*** Document text
What we really need to fix about the CPF

Giving CPF account holders the free choice to decide what to do with their own retirement savings is the key.

In the midst of all the recent debates on the Central Provident Fund (CPF), and the government’s moves of raising the CPF minimum sum and enforcing a compulsory annuity scheme on all account holders, we must go back to the fundamental principle behind the CPF — that it is a compulsory savings plan for retirement.

The key issue, therefore, is that we must allow CPF account holders the free choice to decide whether to withdraw everything at 55, or opt into an annuity scheme, or opt for something in between.

If CPF account holders think they can benefit from the annuity if they live long well beyond 80 years of age, let them do so. If they want to withdraw their retirement savings in toto to invest in a private scheme that provides for a higher yield of annuities, let them do so.

CPF account holders do not withdraw their savings just for reasons of pleasure and holidays, although it is perfectly their right to do so. Health care costs, for themselves, for family members, for rare diseases, for their children’s further education — these are the things Singaporeans need to spend on in this non-welfare state system.

Compulsory annuity scheme for CPF: where is the justification?

So why is there a need for a compulsory annuity scheme for CPF? Where is the statistical substantiation that a mandatory annuity is needed across the board — is there a substantial enough proportion of the population that has such a dire lack of savings that warrants this? Is there such a substantial proportion of the population that is proven to be absolutely incapable of planning their retirement financially?

Our policy working group has not seen any such analysis or evidencing that typically accompanies government policymaking. Without this information, it is understandable why Singaporeans simply cannot accept the latest changes to the CPF.

Since the government has said that it is helping Singaporeans plan for retirement, then we would need to know — how were the projections for the minimum sum and the monthly annuity worked out? We don’t believe it is out in the public domain.
******
*** Entries shown
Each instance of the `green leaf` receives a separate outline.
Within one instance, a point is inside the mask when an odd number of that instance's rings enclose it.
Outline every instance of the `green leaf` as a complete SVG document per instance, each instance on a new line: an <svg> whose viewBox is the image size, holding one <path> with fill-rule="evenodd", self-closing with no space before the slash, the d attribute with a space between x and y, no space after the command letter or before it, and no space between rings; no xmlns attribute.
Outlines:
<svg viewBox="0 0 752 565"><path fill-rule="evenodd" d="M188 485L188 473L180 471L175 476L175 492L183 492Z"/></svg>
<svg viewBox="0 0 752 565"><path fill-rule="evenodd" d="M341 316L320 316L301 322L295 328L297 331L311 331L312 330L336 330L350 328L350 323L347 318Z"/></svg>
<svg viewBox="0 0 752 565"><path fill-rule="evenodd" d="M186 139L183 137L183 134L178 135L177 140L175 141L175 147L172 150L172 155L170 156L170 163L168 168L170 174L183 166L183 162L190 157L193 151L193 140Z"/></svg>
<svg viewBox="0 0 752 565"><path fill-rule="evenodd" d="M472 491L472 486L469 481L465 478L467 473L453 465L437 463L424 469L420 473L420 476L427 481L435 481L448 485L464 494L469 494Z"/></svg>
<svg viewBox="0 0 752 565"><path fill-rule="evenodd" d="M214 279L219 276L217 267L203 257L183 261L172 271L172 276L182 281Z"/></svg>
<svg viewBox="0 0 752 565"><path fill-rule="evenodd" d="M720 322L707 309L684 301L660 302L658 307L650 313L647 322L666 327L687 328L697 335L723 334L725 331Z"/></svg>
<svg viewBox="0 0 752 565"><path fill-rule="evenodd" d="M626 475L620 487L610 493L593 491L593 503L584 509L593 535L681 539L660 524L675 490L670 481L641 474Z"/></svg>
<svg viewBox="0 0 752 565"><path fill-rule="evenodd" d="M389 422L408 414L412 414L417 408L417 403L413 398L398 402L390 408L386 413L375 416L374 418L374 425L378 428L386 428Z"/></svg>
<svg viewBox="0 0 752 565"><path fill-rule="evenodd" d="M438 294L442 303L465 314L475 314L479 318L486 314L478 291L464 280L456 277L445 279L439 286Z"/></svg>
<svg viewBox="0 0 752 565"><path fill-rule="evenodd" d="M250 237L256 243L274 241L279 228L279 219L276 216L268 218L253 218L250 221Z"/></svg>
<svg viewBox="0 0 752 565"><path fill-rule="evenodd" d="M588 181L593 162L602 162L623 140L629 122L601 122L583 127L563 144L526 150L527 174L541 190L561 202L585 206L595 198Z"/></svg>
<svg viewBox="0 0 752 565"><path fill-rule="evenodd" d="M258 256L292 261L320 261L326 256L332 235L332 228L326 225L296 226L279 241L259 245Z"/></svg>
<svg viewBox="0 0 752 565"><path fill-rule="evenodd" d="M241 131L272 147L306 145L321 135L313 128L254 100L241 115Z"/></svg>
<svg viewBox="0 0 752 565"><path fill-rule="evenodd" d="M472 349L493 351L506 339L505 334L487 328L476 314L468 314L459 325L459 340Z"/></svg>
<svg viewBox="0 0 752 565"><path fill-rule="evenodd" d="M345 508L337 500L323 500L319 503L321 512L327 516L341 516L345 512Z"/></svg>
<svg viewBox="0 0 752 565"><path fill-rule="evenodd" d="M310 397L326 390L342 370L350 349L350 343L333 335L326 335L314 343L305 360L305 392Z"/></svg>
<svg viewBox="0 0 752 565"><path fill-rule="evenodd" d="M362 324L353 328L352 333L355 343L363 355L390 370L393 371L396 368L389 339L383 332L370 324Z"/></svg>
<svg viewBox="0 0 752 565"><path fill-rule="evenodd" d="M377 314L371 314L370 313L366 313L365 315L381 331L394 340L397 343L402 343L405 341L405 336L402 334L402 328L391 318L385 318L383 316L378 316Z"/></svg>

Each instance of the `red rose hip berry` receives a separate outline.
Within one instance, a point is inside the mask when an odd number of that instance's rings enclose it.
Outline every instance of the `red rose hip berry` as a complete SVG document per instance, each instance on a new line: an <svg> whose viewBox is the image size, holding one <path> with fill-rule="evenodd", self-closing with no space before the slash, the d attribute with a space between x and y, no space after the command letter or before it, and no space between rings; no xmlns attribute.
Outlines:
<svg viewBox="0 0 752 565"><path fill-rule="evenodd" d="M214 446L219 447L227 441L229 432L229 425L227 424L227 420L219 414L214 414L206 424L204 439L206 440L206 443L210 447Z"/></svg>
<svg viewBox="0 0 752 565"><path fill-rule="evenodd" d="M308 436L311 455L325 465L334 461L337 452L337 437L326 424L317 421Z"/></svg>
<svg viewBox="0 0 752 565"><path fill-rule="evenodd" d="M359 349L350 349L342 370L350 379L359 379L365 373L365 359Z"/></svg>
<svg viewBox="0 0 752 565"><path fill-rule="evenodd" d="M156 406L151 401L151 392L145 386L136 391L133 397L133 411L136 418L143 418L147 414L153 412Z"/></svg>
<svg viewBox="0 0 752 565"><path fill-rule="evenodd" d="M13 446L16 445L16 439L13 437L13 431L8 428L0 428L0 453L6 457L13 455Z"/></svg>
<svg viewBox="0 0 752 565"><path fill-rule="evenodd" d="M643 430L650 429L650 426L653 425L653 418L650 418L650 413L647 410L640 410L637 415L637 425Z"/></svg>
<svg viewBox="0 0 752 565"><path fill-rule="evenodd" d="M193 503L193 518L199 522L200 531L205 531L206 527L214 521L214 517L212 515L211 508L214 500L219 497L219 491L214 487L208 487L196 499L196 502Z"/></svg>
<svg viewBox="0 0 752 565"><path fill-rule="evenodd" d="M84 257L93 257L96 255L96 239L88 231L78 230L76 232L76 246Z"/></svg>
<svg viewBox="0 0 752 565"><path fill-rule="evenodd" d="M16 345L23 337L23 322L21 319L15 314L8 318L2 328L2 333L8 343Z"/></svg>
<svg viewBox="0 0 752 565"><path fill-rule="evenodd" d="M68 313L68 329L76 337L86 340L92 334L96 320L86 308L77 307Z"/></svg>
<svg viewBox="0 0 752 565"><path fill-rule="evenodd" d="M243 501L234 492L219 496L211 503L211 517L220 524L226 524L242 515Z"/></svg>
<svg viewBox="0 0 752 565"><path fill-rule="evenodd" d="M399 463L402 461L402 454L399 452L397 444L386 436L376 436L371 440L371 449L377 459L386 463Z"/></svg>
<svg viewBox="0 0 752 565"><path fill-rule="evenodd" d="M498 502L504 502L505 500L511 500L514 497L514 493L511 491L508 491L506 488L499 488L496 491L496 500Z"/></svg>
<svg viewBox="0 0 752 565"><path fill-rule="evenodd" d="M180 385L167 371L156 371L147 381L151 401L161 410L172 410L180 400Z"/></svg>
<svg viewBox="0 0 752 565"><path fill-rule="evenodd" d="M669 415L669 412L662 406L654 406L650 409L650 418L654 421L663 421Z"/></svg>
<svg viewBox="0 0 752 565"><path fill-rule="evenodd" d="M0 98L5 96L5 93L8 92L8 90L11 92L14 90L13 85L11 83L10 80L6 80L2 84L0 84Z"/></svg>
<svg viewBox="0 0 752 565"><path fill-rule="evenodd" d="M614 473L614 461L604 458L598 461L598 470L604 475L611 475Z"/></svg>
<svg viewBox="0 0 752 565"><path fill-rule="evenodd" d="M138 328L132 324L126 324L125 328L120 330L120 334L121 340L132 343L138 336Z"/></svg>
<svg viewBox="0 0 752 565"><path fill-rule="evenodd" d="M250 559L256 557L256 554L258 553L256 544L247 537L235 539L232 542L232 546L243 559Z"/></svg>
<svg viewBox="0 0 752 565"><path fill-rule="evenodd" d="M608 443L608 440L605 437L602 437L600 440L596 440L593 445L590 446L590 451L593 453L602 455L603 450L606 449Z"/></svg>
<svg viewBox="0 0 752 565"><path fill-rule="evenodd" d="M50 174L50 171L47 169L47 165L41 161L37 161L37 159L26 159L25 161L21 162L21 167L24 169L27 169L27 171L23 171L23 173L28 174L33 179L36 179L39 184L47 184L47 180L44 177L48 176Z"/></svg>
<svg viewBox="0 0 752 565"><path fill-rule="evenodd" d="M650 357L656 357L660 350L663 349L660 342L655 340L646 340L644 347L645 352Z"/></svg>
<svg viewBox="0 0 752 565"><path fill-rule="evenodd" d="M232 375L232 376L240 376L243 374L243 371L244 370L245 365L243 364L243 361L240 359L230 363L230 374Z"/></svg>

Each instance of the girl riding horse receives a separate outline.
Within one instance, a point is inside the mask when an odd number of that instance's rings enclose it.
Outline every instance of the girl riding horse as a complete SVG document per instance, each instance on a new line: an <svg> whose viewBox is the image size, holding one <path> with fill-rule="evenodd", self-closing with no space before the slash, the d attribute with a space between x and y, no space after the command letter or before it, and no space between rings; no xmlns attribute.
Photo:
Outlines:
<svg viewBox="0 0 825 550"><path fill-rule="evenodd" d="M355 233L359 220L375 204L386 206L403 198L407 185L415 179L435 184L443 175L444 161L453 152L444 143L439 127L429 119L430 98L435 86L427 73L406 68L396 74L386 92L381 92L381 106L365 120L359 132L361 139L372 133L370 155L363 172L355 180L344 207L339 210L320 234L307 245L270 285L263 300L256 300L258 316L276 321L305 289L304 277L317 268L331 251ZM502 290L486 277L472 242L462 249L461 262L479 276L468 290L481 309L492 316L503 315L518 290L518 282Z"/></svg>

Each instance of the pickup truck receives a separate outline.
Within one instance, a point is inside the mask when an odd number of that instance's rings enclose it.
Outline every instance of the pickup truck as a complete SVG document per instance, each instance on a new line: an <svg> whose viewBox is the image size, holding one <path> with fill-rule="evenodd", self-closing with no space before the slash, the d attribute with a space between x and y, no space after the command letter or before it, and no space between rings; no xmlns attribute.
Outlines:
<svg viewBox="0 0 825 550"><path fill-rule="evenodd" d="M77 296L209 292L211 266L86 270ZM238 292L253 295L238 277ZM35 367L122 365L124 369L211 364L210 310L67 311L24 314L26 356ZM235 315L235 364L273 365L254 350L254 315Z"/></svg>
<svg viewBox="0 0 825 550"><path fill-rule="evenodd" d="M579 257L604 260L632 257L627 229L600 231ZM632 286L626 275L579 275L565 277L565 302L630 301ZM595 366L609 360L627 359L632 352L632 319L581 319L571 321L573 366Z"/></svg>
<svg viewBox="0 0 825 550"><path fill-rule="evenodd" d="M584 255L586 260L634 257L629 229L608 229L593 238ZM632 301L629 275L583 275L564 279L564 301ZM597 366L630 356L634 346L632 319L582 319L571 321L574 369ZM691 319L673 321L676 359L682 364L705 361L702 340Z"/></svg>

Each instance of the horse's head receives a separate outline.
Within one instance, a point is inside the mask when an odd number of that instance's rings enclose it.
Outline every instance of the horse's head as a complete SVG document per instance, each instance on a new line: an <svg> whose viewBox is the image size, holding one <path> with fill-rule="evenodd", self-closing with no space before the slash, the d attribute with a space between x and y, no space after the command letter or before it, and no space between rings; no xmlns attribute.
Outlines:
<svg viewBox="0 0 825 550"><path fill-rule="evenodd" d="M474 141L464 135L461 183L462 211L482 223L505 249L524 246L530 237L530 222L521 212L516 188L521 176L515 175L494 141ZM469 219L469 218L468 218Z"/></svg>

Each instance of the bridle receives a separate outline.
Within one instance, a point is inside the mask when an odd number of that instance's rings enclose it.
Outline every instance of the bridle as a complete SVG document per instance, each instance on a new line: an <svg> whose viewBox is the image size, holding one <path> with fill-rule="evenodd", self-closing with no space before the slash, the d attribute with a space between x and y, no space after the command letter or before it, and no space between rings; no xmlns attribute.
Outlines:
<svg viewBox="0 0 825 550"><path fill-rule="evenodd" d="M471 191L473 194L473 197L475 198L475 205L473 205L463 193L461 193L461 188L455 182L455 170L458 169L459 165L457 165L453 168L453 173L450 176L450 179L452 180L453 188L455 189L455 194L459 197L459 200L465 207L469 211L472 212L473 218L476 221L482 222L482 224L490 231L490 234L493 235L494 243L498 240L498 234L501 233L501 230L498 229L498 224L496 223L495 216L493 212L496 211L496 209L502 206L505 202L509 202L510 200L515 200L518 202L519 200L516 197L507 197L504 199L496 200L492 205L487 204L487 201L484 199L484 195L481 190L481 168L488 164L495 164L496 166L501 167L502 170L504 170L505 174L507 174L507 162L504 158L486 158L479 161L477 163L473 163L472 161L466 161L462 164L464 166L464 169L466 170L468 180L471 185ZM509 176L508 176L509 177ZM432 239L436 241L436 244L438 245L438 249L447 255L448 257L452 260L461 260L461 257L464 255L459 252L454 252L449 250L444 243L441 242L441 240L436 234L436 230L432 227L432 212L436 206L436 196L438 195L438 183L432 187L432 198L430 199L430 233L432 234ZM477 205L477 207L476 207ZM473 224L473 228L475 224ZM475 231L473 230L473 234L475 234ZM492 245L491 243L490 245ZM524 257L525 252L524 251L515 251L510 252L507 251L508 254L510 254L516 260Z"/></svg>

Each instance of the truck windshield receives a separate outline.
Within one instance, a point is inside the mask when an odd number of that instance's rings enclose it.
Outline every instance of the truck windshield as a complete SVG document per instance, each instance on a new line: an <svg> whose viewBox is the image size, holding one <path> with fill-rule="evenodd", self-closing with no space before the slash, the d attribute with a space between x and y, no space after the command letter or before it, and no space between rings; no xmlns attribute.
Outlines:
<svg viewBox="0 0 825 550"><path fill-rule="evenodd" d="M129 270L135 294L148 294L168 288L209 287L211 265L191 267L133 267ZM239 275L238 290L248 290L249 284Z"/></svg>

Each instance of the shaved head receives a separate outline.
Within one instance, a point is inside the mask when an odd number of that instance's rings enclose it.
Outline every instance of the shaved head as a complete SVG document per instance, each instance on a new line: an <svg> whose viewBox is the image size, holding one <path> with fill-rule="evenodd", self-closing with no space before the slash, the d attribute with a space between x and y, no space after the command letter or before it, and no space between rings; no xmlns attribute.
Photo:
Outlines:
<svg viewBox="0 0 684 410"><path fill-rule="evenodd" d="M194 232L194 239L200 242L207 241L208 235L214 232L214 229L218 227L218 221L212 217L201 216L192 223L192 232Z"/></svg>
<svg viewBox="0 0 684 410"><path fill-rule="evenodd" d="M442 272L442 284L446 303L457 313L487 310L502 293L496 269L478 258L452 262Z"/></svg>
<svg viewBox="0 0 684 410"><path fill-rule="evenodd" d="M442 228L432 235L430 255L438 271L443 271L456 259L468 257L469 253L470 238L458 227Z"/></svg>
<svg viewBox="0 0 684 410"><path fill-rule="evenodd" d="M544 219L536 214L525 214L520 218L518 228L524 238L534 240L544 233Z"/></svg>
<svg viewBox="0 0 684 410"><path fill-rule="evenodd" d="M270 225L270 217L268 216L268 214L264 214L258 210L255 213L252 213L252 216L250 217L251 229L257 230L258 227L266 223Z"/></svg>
******
## Exercise requirements
a) According to the piece on the CPF, what is the fundamental principle behind the CPF?
b) Carry on the opinion piece about the CPF from its final sentence.

## Answers by task
a) It is a compulsory savings plan for retirement.

b)
This brings us to the issue of income replacement rate (IRR) — what percentage of a worker’s income should we replace when he or she retires? Note that the higher the IRR, the greater the present burden on the worker who is at the threshold of retirement. The 2012 Chia and Tsui study on the IRR,[1] typically cited by the government, reported that the median male earner will be able to replace 70% of his wages when he retires, and female workers 64%. But these are the result of their academic study — it is not the government’s planning target, of which we have not been informed.

This makes the compulsory annuity scheme like a straitjacket for a madman — you are forced wear it to restrain yourself, so that you would not hurt yourself and those around you, we are told. But what if you are not a madman in the first place? What if you’ve been wrongfully diagnosed as a madman?

Management of the CPF funds

Then there are the issues about how the government should manage the CPF funds.

Our sovereign wealth funds should raise capital from international capital markets.

The default linkage of CPF funds to the sovereign wealth funds should be severed. This would give us the chance to rethink and restructure our retirement funding mechanisms.

The government has tried to defend the contention that CPF money a cheap source of funds for the sovereign wealth funds.[2] And we are told that government bonds still the most secure, with its AAA rating.

We can agree with this statement if the government were to borrow 10% or 20% of GDP. But note that if the government were to borrow up to 100% of our GDP, the credit ratings of Singapore will quickly fall, leading to very high borrowing rates.

In fact, it is not news that Singapore and Japan enjoy reasonable credit ratings because the national debt of these countries is internal. The rationale behind the credit ratings is that Singaporeans and the Japanese will not exit their countries en masse suddenly, like in the case of a bank run.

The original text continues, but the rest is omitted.